» Task prompt
Retype precisely the section of the data that starts at the line containing "Could you point out the girl's green" and runs to its final line, ends included.
+++ Records for this exercise
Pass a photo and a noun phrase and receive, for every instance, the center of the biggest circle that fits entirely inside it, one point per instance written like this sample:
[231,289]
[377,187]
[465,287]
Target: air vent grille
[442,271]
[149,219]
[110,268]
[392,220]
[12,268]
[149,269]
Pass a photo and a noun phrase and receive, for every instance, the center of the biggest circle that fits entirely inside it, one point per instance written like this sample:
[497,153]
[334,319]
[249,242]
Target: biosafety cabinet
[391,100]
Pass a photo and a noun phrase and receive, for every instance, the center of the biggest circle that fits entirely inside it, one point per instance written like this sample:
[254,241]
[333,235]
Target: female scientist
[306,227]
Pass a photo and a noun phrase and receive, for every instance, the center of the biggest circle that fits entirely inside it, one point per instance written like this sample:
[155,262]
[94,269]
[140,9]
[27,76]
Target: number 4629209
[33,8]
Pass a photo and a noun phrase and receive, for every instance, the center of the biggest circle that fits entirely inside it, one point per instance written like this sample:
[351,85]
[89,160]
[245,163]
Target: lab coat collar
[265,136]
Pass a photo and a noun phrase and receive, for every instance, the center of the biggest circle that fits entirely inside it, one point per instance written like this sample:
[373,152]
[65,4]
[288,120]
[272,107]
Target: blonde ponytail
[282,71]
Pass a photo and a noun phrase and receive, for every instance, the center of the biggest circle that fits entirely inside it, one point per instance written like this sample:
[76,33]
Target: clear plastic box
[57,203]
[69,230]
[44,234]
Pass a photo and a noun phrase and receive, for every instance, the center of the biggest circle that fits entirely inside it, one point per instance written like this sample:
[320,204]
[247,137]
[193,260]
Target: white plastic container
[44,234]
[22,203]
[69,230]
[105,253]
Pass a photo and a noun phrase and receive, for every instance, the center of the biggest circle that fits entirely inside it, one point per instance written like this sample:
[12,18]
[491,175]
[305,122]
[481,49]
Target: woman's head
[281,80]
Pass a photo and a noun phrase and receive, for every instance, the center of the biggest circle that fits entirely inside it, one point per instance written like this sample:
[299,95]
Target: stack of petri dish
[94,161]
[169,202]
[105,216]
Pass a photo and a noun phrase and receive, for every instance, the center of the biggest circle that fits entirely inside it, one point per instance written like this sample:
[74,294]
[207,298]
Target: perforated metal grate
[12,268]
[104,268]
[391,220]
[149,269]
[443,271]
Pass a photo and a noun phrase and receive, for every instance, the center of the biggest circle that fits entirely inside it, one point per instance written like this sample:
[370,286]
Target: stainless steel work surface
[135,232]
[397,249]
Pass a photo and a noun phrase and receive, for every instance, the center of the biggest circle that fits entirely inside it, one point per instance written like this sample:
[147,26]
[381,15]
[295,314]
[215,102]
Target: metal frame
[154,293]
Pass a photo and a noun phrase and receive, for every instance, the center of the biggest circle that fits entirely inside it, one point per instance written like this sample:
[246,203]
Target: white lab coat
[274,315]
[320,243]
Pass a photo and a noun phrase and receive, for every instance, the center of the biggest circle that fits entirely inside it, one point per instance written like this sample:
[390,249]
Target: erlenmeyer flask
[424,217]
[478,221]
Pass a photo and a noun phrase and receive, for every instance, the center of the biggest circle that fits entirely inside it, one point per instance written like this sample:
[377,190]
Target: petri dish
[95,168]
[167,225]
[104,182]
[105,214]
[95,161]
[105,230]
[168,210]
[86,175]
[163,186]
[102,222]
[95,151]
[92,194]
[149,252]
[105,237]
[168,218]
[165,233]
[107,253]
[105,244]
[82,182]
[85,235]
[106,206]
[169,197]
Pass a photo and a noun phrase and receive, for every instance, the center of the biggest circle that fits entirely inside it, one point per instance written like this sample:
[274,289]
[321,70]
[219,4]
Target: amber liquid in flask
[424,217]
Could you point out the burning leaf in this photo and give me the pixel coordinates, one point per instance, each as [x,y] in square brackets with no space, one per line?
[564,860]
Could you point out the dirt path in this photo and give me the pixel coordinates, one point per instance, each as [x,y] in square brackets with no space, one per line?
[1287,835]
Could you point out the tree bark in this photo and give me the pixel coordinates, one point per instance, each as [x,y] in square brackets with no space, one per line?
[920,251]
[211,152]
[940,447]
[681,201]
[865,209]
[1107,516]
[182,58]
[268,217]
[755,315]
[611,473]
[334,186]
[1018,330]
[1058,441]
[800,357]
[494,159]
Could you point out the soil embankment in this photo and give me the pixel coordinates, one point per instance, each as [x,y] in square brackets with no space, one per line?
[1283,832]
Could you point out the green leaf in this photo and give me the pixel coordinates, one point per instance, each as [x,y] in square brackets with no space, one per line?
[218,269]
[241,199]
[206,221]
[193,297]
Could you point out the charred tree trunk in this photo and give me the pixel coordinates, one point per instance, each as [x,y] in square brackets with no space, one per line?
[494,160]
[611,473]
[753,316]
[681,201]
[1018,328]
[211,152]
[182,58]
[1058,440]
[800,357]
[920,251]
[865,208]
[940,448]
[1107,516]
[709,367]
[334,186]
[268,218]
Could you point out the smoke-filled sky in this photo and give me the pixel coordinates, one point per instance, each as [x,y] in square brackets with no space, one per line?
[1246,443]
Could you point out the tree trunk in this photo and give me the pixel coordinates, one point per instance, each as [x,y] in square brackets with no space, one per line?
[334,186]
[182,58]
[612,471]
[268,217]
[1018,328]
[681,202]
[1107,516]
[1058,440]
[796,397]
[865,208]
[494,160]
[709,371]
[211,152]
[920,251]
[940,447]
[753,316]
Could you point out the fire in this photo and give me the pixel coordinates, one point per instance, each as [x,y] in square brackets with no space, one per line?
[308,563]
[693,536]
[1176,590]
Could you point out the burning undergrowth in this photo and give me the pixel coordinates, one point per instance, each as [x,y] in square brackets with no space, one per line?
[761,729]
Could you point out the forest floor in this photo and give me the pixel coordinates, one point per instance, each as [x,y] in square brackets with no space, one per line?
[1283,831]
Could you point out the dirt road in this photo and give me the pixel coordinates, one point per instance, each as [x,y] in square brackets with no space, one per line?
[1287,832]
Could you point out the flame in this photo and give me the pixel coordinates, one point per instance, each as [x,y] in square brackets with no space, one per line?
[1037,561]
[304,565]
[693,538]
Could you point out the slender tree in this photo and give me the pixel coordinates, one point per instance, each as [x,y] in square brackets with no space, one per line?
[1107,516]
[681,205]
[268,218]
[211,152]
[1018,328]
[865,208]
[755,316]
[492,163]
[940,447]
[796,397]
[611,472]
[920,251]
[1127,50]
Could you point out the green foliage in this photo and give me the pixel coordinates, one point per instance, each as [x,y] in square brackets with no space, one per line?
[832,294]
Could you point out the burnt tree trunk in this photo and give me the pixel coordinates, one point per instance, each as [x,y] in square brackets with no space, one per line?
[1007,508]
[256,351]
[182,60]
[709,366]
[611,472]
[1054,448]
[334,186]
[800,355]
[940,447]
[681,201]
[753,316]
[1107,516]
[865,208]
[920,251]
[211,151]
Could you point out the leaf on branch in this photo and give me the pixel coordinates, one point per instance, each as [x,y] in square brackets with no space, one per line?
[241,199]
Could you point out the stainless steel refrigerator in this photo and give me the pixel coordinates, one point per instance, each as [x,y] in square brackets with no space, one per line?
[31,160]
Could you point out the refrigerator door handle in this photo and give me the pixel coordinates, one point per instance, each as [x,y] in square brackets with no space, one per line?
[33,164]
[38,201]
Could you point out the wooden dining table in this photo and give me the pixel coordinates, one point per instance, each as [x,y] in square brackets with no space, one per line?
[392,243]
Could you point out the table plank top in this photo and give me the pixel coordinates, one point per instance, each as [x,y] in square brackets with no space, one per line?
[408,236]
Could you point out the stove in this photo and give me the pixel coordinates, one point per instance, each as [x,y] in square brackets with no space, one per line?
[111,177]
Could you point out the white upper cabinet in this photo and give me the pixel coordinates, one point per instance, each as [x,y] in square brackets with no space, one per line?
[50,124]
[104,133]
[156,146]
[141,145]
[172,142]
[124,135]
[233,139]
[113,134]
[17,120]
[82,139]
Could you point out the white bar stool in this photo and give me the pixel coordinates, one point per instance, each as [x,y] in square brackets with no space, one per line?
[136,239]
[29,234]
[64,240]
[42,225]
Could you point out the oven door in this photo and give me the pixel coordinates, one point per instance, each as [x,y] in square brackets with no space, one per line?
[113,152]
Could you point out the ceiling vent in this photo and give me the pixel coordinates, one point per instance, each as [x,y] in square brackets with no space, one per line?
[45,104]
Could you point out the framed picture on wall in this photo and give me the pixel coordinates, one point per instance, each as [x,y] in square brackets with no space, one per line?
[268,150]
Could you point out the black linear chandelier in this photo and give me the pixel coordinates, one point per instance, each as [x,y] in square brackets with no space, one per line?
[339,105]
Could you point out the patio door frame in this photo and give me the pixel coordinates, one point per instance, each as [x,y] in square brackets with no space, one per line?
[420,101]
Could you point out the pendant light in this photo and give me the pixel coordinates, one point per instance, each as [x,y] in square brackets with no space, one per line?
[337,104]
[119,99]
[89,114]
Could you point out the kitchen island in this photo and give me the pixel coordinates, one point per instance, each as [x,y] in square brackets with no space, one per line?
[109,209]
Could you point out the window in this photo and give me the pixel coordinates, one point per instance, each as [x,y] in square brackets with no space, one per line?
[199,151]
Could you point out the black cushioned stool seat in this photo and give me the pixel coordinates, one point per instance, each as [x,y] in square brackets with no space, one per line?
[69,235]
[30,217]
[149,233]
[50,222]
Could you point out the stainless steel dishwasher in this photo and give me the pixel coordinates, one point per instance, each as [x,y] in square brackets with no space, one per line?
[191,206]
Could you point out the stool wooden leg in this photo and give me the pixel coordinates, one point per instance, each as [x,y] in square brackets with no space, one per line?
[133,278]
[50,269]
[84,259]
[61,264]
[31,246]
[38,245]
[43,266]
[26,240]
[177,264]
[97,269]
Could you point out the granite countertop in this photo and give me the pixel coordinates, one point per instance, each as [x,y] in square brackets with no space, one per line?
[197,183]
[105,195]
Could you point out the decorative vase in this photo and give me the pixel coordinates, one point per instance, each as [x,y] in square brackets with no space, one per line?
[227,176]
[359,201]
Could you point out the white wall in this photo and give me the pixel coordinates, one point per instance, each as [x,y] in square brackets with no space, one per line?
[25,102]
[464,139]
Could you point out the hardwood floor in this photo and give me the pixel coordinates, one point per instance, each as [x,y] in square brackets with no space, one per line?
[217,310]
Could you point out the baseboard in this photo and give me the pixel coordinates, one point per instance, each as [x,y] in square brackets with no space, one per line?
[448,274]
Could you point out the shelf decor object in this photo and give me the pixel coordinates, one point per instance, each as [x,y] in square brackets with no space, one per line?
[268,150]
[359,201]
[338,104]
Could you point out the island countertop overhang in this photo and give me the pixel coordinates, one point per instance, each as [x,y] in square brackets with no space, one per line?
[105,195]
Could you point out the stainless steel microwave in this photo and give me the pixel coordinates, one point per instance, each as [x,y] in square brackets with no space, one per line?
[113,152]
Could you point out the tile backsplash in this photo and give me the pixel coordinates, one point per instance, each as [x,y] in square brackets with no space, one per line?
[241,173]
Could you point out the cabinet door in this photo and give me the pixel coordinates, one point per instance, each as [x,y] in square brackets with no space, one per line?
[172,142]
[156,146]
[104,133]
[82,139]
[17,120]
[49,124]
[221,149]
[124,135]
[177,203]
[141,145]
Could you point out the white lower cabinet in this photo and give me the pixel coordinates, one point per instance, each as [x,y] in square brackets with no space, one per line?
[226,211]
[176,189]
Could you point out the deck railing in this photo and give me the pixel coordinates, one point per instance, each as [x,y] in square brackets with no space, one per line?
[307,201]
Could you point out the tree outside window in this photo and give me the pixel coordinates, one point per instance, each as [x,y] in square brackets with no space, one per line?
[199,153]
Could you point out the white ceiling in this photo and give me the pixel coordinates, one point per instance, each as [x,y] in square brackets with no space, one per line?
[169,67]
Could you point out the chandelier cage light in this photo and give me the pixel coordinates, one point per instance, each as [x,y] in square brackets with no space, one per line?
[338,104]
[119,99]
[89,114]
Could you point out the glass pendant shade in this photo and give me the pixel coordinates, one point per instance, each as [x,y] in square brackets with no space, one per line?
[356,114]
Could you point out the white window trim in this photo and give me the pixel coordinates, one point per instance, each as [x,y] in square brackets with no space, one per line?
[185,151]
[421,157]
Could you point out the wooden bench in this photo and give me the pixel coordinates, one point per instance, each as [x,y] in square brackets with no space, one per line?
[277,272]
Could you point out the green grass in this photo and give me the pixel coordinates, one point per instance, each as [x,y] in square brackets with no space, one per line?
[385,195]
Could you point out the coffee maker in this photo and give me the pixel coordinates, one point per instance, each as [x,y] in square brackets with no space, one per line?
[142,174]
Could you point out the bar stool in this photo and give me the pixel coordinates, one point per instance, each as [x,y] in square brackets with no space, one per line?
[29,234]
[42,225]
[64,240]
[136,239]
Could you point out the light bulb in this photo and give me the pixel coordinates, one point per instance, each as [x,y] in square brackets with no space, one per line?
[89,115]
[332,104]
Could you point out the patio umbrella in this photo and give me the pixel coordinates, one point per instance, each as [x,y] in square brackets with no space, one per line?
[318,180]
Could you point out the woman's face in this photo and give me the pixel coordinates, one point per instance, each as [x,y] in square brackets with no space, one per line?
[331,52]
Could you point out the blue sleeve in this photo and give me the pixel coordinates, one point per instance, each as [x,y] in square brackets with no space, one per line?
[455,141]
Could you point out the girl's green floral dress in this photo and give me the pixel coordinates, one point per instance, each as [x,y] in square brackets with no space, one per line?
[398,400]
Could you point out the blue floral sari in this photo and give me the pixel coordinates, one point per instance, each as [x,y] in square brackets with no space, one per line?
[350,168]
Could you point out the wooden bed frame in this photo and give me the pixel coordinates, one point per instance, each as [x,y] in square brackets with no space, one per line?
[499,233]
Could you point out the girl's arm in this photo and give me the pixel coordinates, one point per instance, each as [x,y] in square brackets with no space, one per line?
++++++
» Output for this task
Could you point out the girl's green floral dress in this photo and give me the pixel coordinates, one point per instance, each as [x,y] in square brackets with no space, one per line?
[398,400]
Could you point out the blue floral sari in this photo and give me the pixel coordinates, one point per instance, each as [x,y] in square brackets with no space, one per line?
[350,168]
Could you point out the wooden bed frame in this photo and give me the pixel coordinates, one point per instance, each as [x,y] in square brackets with no space, one per line?
[499,233]
Could you point out the girl's arm in this photo and give me the pixel coordinates, one point per instance, each as [x,y] in square brackets with no space, one per line?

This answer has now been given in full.